Records excerpted from a collection:

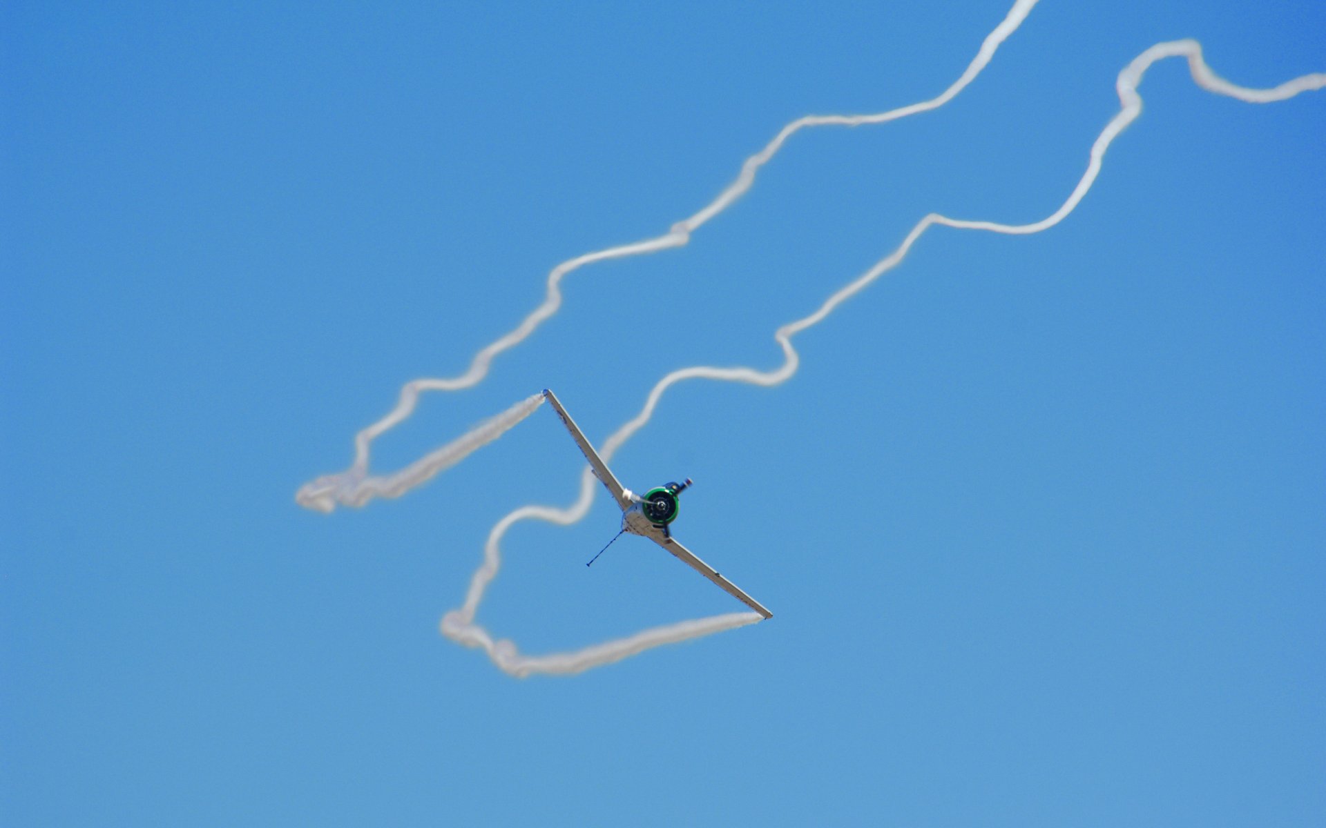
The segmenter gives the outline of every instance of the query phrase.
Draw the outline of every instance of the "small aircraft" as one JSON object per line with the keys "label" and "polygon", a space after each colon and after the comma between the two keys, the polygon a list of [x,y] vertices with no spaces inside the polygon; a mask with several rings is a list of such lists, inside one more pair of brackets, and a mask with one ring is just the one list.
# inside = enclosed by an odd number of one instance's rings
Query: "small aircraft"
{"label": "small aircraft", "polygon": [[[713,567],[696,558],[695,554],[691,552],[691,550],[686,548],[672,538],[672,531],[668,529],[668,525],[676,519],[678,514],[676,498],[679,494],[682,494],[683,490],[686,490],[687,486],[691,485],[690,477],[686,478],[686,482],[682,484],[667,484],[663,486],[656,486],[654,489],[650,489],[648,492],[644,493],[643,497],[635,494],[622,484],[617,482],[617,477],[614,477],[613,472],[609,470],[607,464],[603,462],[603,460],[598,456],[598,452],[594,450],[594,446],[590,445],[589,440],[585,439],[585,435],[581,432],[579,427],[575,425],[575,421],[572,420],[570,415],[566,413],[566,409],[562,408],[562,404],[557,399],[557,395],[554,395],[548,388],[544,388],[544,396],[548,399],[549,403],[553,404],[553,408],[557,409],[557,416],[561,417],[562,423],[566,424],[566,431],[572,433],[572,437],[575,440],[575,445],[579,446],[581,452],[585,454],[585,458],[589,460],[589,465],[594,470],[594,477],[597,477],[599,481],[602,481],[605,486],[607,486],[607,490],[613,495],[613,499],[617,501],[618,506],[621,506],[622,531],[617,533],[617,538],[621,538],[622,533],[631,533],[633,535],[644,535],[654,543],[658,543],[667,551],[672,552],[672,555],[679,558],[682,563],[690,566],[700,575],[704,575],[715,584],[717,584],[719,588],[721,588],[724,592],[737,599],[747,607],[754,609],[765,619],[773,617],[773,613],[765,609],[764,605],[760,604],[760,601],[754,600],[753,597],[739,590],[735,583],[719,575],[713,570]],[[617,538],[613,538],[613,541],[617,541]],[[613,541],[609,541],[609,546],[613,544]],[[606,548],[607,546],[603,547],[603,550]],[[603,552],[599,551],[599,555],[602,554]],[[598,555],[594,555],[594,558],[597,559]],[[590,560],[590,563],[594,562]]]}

» What this task involves:
Reproduce every line of the records above word for word, leaving out the pictures.

» Task output:
The segmenter gives the outline of every instance of the query phrase.
Draw the outline of every instance of the "small aircraft" as one JSON object per line with the keys "label" and "polygon", a space after each colon and after the comma between the two keys, the polygon a list of [x,y] vertices with no spaces inside the polygon; a mask with several rings is a list of such lists, inside one more pair of brackets, and a mask with one ring is just the one list.
# inside = enclosed by an odd number of one instance's rings
Query: "small aircraft"
{"label": "small aircraft", "polygon": [[[713,567],[696,558],[695,554],[691,552],[691,550],[686,548],[672,538],[672,531],[668,529],[668,525],[676,519],[678,514],[676,498],[679,494],[682,494],[683,490],[686,490],[687,486],[691,485],[690,477],[686,478],[686,482],[682,484],[667,484],[663,486],[656,486],[654,489],[650,489],[648,492],[644,493],[643,497],[635,494],[622,484],[617,482],[617,477],[614,477],[613,472],[609,470],[607,464],[603,462],[603,460],[598,456],[598,452],[594,450],[594,446],[590,445],[589,440],[585,439],[585,435],[581,432],[579,427],[575,425],[575,421],[572,420],[570,415],[566,413],[566,409],[562,408],[562,404],[557,399],[557,395],[554,395],[548,388],[544,388],[544,396],[548,399],[549,403],[553,404],[553,408],[557,409],[557,416],[561,417],[562,423],[566,424],[566,431],[572,433],[572,437],[575,440],[575,445],[579,446],[581,452],[585,454],[585,458],[589,460],[589,465],[594,470],[594,477],[597,477],[599,481],[602,481],[605,486],[607,486],[607,490],[613,495],[613,499],[617,501],[618,506],[621,506],[622,531],[617,533],[617,538],[621,538],[622,533],[631,533],[633,535],[644,535],[654,543],[658,543],[667,551],[672,552],[672,555],[679,558],[682,563],[690,566],[700,575],[704,575],[715,584],[717,584],[719,588],[721,588],[724,592],[737,599],[747,607],[754,609],[765,619],[773,617],[773,613],[765,609],[764,605],[760,604],[760,601],[754,600],[753,597],[739,590],[735,583],[719,575],[713,570]],[[617,538],[613,538],[613,541],[617,541]],[[613,541],[609,541],[609,546],[613,544]],[[606,548],[607,546],[603,547],[603,550]],[[603,552],[599,551],[599,555],[602,554]],[[598,555],[594,555],[594,558],[597,559]],[[590,560],[590,563],[594,562]]]}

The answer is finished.